GOAL:
Pull out every line of the records below that contains the string "stroller", and copy each one in full.

Contour labeling items
------------------------------------------------
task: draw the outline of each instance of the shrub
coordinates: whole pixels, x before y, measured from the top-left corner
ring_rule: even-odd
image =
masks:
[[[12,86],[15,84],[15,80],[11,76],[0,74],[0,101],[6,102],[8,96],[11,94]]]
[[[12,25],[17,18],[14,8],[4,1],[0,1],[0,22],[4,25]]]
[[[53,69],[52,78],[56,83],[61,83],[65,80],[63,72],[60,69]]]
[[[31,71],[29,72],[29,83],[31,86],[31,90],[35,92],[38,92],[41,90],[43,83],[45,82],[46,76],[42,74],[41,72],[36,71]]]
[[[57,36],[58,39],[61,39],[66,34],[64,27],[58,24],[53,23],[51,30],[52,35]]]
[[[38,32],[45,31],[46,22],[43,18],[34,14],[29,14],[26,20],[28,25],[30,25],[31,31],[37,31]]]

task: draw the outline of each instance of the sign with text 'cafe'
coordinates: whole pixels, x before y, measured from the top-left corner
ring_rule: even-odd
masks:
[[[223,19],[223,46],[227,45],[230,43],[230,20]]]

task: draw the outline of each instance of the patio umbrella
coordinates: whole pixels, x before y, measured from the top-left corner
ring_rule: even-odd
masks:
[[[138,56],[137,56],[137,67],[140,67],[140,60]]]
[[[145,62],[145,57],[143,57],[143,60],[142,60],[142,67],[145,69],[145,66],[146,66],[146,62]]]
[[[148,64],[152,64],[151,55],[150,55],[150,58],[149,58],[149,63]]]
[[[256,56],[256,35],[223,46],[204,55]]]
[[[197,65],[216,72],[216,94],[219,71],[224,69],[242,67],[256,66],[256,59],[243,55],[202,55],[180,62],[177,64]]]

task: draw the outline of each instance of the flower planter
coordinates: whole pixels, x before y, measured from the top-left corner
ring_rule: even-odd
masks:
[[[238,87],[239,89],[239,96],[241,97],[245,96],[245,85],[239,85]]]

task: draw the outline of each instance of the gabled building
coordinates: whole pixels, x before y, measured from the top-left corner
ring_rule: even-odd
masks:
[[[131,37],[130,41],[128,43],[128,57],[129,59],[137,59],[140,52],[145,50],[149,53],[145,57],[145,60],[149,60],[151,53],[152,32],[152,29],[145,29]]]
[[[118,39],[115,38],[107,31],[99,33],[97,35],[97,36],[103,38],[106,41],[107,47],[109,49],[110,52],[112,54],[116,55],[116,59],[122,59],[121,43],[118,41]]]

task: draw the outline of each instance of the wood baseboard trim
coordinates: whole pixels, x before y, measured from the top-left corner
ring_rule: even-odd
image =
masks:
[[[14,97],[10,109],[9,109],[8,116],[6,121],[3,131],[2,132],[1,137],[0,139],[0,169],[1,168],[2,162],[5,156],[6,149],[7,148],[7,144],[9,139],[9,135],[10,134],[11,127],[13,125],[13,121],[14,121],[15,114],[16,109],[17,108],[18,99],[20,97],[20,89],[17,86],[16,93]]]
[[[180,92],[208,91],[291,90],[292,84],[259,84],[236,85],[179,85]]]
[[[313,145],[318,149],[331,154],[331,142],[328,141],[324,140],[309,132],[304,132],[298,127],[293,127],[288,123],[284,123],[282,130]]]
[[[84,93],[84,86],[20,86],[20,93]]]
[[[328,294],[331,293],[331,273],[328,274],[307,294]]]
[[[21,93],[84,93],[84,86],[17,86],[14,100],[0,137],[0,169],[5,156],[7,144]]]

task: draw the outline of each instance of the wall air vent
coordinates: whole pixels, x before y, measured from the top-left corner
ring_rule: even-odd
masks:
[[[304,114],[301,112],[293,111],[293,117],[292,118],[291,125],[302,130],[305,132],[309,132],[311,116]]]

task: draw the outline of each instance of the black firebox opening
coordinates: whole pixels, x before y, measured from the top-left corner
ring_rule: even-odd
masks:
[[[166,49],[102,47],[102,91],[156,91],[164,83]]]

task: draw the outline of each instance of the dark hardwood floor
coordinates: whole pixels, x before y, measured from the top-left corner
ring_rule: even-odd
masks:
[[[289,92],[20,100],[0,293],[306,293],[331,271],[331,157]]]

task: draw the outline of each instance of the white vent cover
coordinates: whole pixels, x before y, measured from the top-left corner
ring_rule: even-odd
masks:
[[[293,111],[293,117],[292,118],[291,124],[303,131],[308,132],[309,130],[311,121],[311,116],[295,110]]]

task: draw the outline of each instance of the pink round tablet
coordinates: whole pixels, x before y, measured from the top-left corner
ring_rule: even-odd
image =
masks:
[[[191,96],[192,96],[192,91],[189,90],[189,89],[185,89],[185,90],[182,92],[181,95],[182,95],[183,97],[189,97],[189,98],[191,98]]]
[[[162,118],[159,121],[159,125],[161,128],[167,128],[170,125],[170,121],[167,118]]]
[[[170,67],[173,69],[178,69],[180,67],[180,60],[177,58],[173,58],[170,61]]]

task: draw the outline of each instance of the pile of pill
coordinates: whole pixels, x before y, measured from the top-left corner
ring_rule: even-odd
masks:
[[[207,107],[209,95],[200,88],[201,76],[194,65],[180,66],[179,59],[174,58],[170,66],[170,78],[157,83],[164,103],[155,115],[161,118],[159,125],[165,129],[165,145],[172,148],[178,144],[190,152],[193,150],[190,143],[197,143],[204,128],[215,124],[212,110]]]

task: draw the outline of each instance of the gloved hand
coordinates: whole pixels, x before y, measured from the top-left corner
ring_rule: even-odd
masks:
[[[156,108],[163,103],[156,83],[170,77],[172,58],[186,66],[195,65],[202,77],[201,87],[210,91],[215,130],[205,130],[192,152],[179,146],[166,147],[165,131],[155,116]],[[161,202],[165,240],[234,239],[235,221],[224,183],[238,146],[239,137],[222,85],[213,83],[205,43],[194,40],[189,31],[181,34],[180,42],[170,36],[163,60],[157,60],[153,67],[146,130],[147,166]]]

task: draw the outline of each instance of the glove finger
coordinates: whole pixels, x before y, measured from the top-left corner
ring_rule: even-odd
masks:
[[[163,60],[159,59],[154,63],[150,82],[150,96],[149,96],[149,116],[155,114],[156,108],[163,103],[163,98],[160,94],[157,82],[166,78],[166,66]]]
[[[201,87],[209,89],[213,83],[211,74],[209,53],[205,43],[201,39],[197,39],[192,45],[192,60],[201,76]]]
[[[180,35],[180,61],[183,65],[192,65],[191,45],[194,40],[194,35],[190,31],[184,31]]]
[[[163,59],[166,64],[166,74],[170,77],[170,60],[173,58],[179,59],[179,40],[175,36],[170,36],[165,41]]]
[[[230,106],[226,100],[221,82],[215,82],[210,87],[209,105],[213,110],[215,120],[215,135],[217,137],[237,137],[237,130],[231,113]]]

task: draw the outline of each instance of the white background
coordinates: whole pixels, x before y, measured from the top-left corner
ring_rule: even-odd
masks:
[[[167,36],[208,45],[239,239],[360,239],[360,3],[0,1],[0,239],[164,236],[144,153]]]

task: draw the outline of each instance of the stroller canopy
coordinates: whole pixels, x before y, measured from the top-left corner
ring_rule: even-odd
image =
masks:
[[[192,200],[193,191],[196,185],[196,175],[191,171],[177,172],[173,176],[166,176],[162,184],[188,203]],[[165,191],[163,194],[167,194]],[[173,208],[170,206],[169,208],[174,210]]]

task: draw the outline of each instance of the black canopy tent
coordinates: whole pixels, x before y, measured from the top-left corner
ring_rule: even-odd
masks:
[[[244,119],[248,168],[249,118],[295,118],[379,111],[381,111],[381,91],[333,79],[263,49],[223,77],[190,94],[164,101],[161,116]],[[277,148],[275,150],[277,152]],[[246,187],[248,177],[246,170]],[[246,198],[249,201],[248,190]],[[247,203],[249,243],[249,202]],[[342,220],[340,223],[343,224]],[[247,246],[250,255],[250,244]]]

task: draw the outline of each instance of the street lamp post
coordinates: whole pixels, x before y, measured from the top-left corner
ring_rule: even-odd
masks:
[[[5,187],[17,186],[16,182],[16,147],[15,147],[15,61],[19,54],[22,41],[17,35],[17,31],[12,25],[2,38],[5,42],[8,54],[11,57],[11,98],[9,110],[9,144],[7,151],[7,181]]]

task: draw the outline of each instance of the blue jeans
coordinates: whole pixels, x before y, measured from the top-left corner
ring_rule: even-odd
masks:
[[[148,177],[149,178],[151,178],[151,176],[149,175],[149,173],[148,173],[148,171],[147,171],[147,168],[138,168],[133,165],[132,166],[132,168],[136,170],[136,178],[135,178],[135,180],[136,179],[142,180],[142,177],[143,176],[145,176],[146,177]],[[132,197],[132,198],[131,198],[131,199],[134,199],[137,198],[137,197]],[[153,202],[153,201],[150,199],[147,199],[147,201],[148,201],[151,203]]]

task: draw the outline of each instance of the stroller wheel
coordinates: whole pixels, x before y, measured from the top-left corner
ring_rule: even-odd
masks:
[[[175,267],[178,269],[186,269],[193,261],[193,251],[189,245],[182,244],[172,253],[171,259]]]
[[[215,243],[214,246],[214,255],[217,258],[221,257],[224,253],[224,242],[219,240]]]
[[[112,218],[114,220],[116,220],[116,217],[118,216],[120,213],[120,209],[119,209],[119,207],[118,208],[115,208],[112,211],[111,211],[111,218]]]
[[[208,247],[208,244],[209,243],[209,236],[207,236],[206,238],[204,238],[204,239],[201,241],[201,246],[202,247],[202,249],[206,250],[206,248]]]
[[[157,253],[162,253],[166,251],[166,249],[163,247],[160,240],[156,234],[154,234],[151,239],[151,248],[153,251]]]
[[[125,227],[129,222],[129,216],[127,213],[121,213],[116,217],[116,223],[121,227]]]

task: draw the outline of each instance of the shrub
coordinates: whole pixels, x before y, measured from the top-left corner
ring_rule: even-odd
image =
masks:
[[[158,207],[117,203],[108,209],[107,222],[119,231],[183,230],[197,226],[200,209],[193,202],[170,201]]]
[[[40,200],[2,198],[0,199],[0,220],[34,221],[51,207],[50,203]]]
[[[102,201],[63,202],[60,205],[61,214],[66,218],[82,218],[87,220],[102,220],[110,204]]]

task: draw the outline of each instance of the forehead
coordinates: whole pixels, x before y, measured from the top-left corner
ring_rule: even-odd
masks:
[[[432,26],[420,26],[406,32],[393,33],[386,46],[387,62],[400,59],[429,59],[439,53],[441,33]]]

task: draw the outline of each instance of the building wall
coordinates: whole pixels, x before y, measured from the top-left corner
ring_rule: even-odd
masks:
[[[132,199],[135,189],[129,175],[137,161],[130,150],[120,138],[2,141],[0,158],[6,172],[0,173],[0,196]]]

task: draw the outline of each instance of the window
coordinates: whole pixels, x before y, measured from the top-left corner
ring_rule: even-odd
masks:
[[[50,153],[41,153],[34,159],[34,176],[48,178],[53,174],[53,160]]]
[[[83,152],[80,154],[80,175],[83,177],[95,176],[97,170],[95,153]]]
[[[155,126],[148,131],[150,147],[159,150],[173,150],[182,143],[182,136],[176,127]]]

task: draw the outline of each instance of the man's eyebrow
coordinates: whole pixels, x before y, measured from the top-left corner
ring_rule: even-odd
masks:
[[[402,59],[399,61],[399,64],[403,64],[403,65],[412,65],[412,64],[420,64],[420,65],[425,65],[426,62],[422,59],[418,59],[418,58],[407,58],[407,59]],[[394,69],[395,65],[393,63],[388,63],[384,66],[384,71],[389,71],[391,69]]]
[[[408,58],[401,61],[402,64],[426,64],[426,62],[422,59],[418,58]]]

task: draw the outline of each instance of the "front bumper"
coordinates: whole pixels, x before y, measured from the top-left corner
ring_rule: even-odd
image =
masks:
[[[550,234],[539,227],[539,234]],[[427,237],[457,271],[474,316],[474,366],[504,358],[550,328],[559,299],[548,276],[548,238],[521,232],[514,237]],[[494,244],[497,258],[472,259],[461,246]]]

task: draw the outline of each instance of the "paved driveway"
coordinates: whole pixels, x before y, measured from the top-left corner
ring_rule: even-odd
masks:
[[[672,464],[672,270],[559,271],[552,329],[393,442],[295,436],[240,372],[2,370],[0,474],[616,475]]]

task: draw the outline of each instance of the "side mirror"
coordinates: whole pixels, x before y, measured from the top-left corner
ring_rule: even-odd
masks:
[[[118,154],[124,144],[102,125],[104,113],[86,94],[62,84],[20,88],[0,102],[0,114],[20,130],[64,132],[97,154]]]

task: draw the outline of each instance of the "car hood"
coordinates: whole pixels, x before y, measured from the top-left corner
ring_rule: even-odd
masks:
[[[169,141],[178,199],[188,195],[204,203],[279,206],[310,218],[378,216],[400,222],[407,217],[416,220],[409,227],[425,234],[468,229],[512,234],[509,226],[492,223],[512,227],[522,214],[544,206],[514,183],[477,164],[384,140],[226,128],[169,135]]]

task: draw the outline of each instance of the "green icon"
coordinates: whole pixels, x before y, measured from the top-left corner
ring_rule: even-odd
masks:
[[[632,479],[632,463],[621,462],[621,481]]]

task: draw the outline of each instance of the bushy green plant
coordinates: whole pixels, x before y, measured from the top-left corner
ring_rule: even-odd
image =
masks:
------------------------------------------------
THE REPLY:
task: draw the outline of each instance of the stroller canopy
task: draw the outline of each instance of the stroller wheel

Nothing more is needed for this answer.